What is expected
Rewrite every line of the data below, shifting each bounding-box coordinate in the answers up by 81. Leave the pictures out.

Records supplied

## Begin

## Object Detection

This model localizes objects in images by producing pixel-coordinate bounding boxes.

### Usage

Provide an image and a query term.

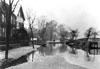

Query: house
[0,2,25,40]
[0,2,16,40]
[16,6,25,29]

## End

Answer to the exercise
## Object Detection

This model localizes objects in images by producing pixel-coordinate bounding boxes.

### Usage

Provide an image and a query term.


Query: house
[81,83,106,121]
[81,83,97,121]
[97,87,106,110]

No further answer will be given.